TASK DESCRIPTION: Repeat the listing below in full, keeping each word as given.

--- --- ---

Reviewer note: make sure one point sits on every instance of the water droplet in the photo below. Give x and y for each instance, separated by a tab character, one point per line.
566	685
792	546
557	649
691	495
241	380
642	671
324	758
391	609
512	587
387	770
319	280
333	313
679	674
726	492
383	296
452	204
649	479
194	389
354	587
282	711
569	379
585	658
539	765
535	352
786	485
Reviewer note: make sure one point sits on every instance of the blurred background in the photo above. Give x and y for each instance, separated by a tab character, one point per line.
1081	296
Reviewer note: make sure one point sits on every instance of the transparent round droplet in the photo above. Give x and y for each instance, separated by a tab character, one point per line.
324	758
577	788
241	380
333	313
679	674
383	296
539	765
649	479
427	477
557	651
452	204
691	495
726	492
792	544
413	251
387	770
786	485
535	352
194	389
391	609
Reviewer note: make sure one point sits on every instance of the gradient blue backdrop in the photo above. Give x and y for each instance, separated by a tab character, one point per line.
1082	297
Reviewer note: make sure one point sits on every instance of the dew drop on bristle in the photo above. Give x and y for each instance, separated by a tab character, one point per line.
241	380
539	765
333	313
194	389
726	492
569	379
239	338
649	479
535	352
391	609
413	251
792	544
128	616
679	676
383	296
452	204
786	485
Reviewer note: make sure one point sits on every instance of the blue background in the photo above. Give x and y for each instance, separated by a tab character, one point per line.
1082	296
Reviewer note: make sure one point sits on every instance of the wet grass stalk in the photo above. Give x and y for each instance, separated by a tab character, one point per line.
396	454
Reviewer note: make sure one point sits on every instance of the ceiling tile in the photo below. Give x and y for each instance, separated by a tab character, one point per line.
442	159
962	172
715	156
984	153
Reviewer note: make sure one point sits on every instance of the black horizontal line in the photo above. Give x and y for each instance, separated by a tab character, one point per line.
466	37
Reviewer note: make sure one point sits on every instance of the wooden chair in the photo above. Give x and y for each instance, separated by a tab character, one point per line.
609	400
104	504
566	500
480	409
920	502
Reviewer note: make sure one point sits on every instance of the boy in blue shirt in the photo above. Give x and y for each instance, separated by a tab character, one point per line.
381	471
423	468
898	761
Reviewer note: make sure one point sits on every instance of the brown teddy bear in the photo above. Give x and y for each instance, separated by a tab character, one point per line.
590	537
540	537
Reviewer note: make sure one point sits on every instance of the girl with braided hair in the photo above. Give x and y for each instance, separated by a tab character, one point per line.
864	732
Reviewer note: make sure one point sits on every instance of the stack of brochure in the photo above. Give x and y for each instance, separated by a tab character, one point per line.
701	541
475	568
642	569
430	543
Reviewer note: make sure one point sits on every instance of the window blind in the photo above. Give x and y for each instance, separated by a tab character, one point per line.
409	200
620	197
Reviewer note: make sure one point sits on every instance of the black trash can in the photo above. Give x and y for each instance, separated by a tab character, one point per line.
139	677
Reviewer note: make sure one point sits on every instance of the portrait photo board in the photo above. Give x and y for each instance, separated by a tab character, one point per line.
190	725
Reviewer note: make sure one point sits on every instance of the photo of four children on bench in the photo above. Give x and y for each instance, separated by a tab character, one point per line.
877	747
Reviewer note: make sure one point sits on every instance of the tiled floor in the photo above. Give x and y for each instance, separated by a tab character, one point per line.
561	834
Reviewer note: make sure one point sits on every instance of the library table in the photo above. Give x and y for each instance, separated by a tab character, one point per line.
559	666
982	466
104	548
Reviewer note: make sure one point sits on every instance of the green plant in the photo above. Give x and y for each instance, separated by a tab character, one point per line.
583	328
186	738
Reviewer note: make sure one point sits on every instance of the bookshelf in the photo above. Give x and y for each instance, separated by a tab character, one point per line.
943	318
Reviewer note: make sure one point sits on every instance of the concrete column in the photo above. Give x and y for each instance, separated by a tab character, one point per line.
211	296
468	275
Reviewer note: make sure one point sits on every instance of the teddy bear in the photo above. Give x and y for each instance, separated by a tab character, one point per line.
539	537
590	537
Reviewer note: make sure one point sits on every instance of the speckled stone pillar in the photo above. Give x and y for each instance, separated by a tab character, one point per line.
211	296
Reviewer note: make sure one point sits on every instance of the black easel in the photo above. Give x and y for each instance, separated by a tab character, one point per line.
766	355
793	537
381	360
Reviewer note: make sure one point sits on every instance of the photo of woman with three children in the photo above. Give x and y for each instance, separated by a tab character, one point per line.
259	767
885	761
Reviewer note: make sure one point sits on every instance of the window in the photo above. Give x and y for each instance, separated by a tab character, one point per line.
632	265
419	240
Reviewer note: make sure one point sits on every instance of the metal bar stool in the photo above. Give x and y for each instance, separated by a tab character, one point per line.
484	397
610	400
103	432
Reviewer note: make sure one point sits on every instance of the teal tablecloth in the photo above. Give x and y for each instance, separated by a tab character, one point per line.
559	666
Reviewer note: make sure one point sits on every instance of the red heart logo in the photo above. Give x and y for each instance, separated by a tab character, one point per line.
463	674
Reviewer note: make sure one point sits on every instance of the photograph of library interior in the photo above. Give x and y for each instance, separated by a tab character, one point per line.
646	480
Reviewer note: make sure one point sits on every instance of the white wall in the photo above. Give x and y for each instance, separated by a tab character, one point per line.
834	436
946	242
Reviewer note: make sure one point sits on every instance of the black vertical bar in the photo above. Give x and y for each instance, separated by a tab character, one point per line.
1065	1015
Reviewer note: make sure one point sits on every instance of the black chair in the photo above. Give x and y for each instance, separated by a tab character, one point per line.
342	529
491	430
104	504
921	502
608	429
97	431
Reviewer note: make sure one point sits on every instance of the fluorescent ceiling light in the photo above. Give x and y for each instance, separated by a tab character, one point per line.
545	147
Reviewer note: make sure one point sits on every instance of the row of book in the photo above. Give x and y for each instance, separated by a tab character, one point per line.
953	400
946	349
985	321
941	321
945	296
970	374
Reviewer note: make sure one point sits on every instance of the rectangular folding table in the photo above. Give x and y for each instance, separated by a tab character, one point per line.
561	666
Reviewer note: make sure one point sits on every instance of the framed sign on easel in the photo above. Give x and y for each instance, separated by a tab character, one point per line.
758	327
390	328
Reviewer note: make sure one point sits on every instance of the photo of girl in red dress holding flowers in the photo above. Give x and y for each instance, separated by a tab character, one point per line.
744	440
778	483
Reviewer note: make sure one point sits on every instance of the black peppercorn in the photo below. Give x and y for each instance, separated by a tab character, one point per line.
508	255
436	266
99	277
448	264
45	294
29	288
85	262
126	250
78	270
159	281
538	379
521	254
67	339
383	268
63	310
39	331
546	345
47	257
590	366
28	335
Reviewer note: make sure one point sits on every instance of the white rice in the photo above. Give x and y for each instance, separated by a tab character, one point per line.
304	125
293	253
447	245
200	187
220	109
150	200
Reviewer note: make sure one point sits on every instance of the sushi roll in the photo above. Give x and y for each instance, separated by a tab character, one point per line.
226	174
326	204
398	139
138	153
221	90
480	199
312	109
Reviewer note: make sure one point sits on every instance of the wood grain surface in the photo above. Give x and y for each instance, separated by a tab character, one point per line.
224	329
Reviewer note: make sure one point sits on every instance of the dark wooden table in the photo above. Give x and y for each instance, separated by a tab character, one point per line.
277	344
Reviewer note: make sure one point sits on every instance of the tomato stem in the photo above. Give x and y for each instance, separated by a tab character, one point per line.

--- --- ---

ANSWER SECTION:
Reviewer note: make sure one point sits on every instance of the water droplet in the photo below. Give x and y for each instance, separated by a tab character, one point per line.
566	685
792	546
557	649
691	495
241	380
642	671
324	758
391	609
512	587
387	770
319	280
333	313
679	674
726	492
383	296
452	204
649	479
194	389
354	587
282	711
569	379
585	658
539	765
535	352
786	485
Reviewer note: make sure one point sits on every instance of the blurred background in the photo above. Give x and y for each instance, separated by a tab character, one point per line.
1081	296
Reviewer note: make sure one point sits on every instance of the transparent round droplet in the photo above. Give x and y for each instance, separated by a tab character, one point per line.
324	758
577	788
241	380
333	313
679	674
383	296
539	765
649	479
427	477
557	651
452	204
691	495
726	492
792	544
413	251
387	770
786	485
535	352
194	389
391	609
Reviewer note: make sure one point sits on every instance of the gradient blue backdrop in the photo above. Give x and y for each instance, separated by a tab character, one point per line.
1082	297
Reviewer note: make sure one point sits on every instance of the dew drop on bristle in the photo above. Give x and y for each instance, separated by a tab character, one point per line.
241	380
539	765
333	313
194	389
726	492
569	379
239	338
649	479
535	352
391	609
413	251
792	544
128	616
679	676
383	296
452	204
786	485
Reviewer note: make sure one point sits on every instance of the blue background in the photo above. Give x and y for each instance, separated by a tab character, one point per line.
1082	296
Reviewer note: make sure one point sits on every instance of the wet grass stalk in the photo above. Give x and y for each instance, separated by a tab character, one point per line.
396	454
Reviewer note: make sure one point sits on every instance of the ceiling tile in the photo below. Give x and y for each instance, separated by a tab character, one point per line.
442	159
962	172
715	156
984	153
Reviewer note: make sure one point sits on every instance of the black horizontal line in the photo above. Give x and y for each instance, separated by a tab character, one point per line.
466	37
Reviewer note: make sure one point sits on every instance of the wooden chair in the photo above. Give x and y for each instance, separated by a tab character, one point per line.
609	400
104	504
566	500
480	409
920	502
Reviewer note: make sure one point sits on every instance of the boy in blue shirt in the photo above. Give x and y for each instance, separated by a tab character, one point per line.
381	471
423	468
898	761
Reviewer note: make sure one point sits on every instance of the brown teddy bear in the photo above. Give x and y for each instance, separated by a tab character, one point per line.
590	537
540	537
Reviewer note: make sure one point sits on every instance of the girl with braided hair in the photo above. Give x and y for each instance, separated by a tab character, one point per line.
864	732
Reviewer note: make sure one point sits on every instance of the stack of brochure in the photo above. Give x and y for each instance, separated by a tab character, one point per line.
701	541
475	568
642	569
430	543
Reviewer note: make sure one point sits on every instance of the window blind in the photo above. Give x and y for each instance, separated by a tab character, one point per line.
409	200
620	197
Reviewer note: make sure one point sits on every instance of the black trash can in the photo above. Give x and y for each instance, separated by a tab character, one point per line.
139	677
Reviewer note: make sure one point sits on every instance of the portrait photo board in the photo above. Give x and y for each instance, separated by a tab character, one point per line.
190	725
Reviewer note: make sure one point sits on every instance of the photo of four children on bench in the photo above. Give x and y for each instance, separated by a tab character, one point per line.
877	747
Reviewer note: make sure one point sits on every instance of the tiled floor in the photo above. Give x and y for each instance, separated by a tab character, one point per line.
561	834
Reviewer note: make sure one point sits on every instance of the library table in the photo above. Give x and y for each instance, separated by a tab character, one point per line.
559	666
982	466
104	548
Reviewer note: make sure one point sits on every instance of the green plant in the photo above. Give x and y for each instance, separated by a tab character, one point per line.
583	328
186	738
Reviewer note: make sure one point sits on every instance of the bookshelf in the photo above. Give x and y for each instance, separated by a tab character, one point per line.
943	318
Reviewer note: make sure one point sits on every instance of the concrete column in the photo above. Give x and y for each instance, separated by a tab character, one point per line.
211	296
468	275
Reviewer note: make sure one point sits on every instance of the teddy bear in the photo above. Give x and y for each instance, separated by a tab character, one point per line.
539	537
590	537
Reviewer note: make sure one point sits on every instance of the speckled stone pillar in the photo above. Give x and y for each instance, separated by a tab character, one point per line.
211	296
Reviewer note: make sure one point sits on every instance of the black easel in the photo above. Give x and y for each instance, separated by a tab character, one point per line.
766	355
793	537
381	360
Reviewer note: make sure one point sits on every instance of the photo of woman with three children in the photo above. Give x and y for each instance, separated by a tab character, one point per line.
259	767
885	761
Reviewer note: make sure one point sits on every instance of the window in the photo above. Give x and y for each instance, separated by a tab character, one point per line.
632	265
419	240
Reviewer note: make sure one point sits on every instance of the metal bar stool in the photo above. Give x and y for each instance, separated by a tab character, one point per line.
484	397
610	400
103	432
Reviewer note: make sure one point sits on every instance of the teal tablecloth in the photo above. Give x and y for each instance, separated by a tab character, one point per line.
559	666
Reviewer note: make sure one point sits on every instance of the red heart logo in the photo above. Give x and y for each instance, separated by a tab character, one point per line.
463	674
Reviewer note: make sure one point sits on every instance of the photograph of library interior in the photo above. Give x and y for each instance, separated by a tab character, one point per line.
646	480
Reviewer note: make sure one point sits on every instance of the white wall in the photo above. Give x and y for each instance, separated by a tab character, one point per line.
834	436
946	242
Reviewer note: make sure one point sits on every instance of the black vertical bar in the photo above. Give x and y for each instance, separated by a tab character, one point per line.
1065	1015
Reviewer note: make sure one point sits on every instance of the black chair in the photo above. Give x and y for each instance, separated by a tab character, one point per line.
342	529
491	430
104	504
921	502
608	429
97	431
Reviewer note: make sure one point sits on every instance of the fluorescent ceiling light in the photo above. Give x and y for each instance, separated by a tab character, one point per line.
545	147
Reviewer note: make sure one point sits on every instance of the row of book in the photo above. Give x and y for each instance, separated by a tab character, one point per line.
953	400
946	349
985	321
941	321
945	296
970	374
Reviewer note: make sure one point sits on every instance of the rectangular folding table in the photo above. Give x and y for each instance, separated by a tab character, one point per line.
561	666
Reviewer note: make sure one point sits on every instance of the framed sign on easel in the photo above. Give x and y for each instance, separated by a tab character, one point per line.
758	327
390	328
Reviewer note: make sure one point sits on every instance of the photo of girl in red dress holding flowers in the photo above. Give x and y for each instance, separated by a tab character, one point per line.
744	440
778	483
Reviewer note: make sure one point sits on every instance of the black peppercorn in the photo below. Give x and y for each instance, separated by a tab character, one point per line.
508	255
436	266
99	277
448	264
45	294
29	288
85	262
126	250
78	270
159	281
538	379
521	254
67	339
383	268
63	310
39	331
546	345
47	257
590	366
28	335
Reviewer note: make sure one point sits on every instance of the white rice in the photo above. Give x and y for each instance, separated by a tab character, one point per line.
304	125
293	253
447	245
200	187
220	109
150	200
Reviewer note: make sure one point sits on every instance of the sushi roll in the photo above. Give x and y for each instance, separated by a tab character, one point per line.
226	174
326	204
398	139
138	153
221	90
480	199
312	109
Reviewer note: make sure one point sits on every instance of the wood grain surface in the photo above. Give x and y for each instance, separated by a tab character, one point per line.
224	329
Reviewer note: make sure one point sits on every instance of the dark wooden table in the photo above. Give x and y for each instance, separated by a tab character, one point per line.
277	344
Reviewer note: make sure one point sits on every instance of the tomato stem in the photo above. Give x and y for each instance, separated by a tab character, one point per line.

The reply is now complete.